• **Short exercise**
Please copy the rows below word for word, starting at the line that contains "Formation-chart tagging: label the sky" and continuing through the last row.

━━━━━ Data for this exercise ━━━━━

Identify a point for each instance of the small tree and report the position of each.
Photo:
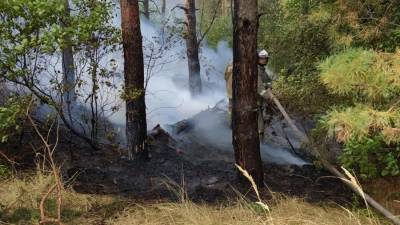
(134, 93)
(244, 114)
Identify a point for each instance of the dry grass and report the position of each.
(287, 211)
(19, 200)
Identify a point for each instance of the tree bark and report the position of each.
(146, 9)
(244, 115)
(163, 8)
(192, 46)
(68, 92)
(136, 126)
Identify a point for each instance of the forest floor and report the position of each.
(190, 179)
(196, 157)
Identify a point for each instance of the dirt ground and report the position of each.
(195, 157)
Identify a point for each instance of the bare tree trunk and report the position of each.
(69, 96)
(244, 115)
(163, 7)
(192, 46)
(136, 127)
(146, 9)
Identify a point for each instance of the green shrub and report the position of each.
(370, 128)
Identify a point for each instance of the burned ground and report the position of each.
(201, 164)
(194, 157)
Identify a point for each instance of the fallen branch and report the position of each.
(49, 151)
(328, 166)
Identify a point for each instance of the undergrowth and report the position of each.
(19, 199)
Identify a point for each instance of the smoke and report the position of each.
(169, 101)
(168, 98)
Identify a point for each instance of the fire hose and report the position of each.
(327, 165)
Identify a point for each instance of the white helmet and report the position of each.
(263, 54)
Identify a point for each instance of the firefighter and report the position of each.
(264, 81)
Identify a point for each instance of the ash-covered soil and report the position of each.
(195, 157)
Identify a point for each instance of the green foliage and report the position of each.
(11, 118)
(304, 94)
(370, 129)
(221, 26)
(370, 158)
(294, 42)
(364, 74)
(4, 171)
(31, 32)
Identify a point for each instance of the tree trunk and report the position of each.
(192, 46)
(69, 96)
(146, 9)
(244, 115)
(136, 127)
(163, 7)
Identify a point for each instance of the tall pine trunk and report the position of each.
(163, 8)
(192, 46)
(244, 115)
(136, 126)
(69, 95)
(146, 9)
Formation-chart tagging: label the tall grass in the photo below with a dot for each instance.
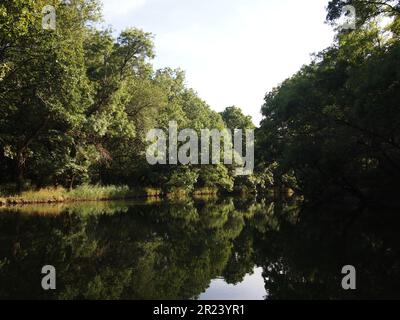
(82, 193)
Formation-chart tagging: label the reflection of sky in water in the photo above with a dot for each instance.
(252, 288)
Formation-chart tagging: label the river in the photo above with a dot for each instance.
(230, 248)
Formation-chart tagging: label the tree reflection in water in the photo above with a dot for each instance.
(173, 250)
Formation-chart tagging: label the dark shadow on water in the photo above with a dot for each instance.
(173, 250)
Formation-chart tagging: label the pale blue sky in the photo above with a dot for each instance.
(233, 51)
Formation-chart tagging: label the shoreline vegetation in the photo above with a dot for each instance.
(93, 193)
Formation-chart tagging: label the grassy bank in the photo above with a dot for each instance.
(82, 193)
(97, 193)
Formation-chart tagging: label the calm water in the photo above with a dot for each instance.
(214, 249)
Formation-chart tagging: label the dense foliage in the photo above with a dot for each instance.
(76, 104)
(334, 126)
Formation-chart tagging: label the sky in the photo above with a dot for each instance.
(233, 51)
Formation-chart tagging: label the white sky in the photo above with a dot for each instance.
(233, 51)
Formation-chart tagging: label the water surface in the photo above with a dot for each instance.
(214, 249)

━━━━━

• **Correct result**
Formation-chart tagging: label the sky in the photo above with a dot for each instance.
(233, 51)
Formation-chart tagging: label the white sky in the photo above with a dot for each instance.
(233, 51)
Formation-chart tagging: label the water surface in the photo above with a dot for each instance.
(214, 249)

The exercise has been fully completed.